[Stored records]
☆ ☆ ☆ ☆ ☆ ☆ ☆

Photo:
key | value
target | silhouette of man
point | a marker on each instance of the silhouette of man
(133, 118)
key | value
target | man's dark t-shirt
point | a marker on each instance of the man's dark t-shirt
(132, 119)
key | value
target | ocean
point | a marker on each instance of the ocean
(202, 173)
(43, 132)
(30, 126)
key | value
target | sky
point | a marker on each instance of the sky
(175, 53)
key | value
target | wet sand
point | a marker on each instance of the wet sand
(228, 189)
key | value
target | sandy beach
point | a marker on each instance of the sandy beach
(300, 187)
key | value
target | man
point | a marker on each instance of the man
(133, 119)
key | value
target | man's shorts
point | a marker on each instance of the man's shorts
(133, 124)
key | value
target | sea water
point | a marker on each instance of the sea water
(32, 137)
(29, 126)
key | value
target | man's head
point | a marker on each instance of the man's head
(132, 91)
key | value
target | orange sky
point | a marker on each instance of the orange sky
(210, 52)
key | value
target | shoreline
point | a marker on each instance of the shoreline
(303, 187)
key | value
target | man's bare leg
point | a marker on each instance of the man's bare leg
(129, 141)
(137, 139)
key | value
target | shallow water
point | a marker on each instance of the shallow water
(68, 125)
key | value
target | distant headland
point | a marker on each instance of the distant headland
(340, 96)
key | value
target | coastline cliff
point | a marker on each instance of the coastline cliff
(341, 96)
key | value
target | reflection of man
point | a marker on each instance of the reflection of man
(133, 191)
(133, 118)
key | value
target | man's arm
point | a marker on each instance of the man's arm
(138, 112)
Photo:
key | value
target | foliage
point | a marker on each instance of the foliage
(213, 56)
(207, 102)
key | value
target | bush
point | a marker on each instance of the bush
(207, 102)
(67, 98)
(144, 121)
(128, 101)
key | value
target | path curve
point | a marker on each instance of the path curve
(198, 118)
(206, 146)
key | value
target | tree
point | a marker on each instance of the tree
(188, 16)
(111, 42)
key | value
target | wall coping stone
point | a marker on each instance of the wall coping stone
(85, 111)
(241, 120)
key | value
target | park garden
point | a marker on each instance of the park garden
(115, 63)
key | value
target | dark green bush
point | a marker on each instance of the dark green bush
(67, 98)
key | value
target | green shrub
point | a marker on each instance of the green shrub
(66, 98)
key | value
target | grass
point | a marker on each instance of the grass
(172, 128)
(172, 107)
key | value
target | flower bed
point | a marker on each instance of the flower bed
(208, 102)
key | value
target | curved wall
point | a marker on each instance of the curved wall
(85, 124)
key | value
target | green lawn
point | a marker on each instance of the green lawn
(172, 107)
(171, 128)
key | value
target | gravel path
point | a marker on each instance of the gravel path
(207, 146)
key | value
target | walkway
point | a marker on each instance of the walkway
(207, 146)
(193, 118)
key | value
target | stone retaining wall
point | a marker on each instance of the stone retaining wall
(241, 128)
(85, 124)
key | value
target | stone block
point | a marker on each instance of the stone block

☆ ☆ ☆ ☆ ☆ ☆ ☆

Repeat the data precisely, reproducing every entry.

Photo:
key | value
target | silhouette of man
point | a marker on each instance of the silhouette of man
(133, 118)
key | value
target | man's dark t-shirt
point | a marker on each instance of the man's dark t-shirt
(132, 119)
key | value
target | ocean
point | a marker on each instance of the ocean
(202, 173)
(43, 132)
(30, 126)
key | value
target | sky
point | a marker on each instance of the sky
(175, 53)
key | value
target | wet sand
point | a marker on each instance of the wet sand
(228, 189)
key | value
target | sandy beach
point | a marker on each instance of the sandy beach
(300, 187)
key | value
target | man
point | a marker on each instance of the man
(133, 119)
key | value
target | man's shorts
point | a marker on each instance of the man's shorts
(133, 124)
key | value
target | sea water
point | a marker on each instance of the sea water
(32, 137)
(29, 126)
key | value
target | man's head
point | a marker on each instance of the man's head
(132, 91)
key | value
target | orange sky
point | a marker on each instance of the orange sky
(210, 52)
key | value
target | shoreline
point | a marker on each instance of the shoreline
(303, 187)
key | value
target | man's bare leg
point | a marker on each instance of the man's bare leg
(129, 141)
(137, 139)
key | value
target | shallow water
point | a marker on each instance of the shallow water
(68, 125)
key | value
target | distant headland
point | a marker on each instance of the distant headland
(340, 96)
key | value
target | coastline cliff
point | a marker on each instance of the coastline cliff
(341, 96)
key | value
target | reflection of man
point | a marker on each instance of the reflection of man
(133, 191)
(133, 118)
key | value
target | man's arm
point | a marker on each instance of the man's arm
(138, 112)
Photo:
key | value
target | foliage
point | a marker on each instance of the foliage
(213, 56)
(207, 102)
key | value
target | bush
point | a marker on each instance of the bush
(207, 102)
(67, 98)
(144, 121)
(128, 101)
key | value
target | path curve
point | a marker on each instance of the path curve
(198, 118)
(206, 146)
key | value
target | tree
point | a marker on each instance of the tree
(188, 16)
(111, 42)
key | value
target | wall coping stone
point | a marker on each instance of the wall coping stone
(85, 111)
(241, 120)
key | value
target | park garden
point | a marker on each instance of the park garden
(115, 63)
key | value
target | dark green bush
point | a marker on each instance of the dark green bush
(67, 98)
key | value
target | green shrub
point | a marker on each instance of the green shrub
(66, 98)
key | value
target | grass
point | a marker on each instance of the grass
(172, 128)
(172, 107)
key | value
target | flower bed
point | a marker on each instance of the flower bed
(208, 102)
key | value
target | curved wall
point | a marker on each instance of the curved wall
(85, 124)
key | value
target | green lawn
point | a marker on each instance of the green lawn
(172, 107)
(171, 128)
key | value
target | gravel path
point | a marker on each instance of the gravel path
(207, 146)
key | value
target | walkway
point | a marker on each instance of the walkway
(207, 146)
(193, 118)
key | value
target | stone retaining wall
point | a marker on each instance of the stone retaining wall
(241, 128)
(85, 124)
key | value
target | stone block
point | a marker on each instance of the stone block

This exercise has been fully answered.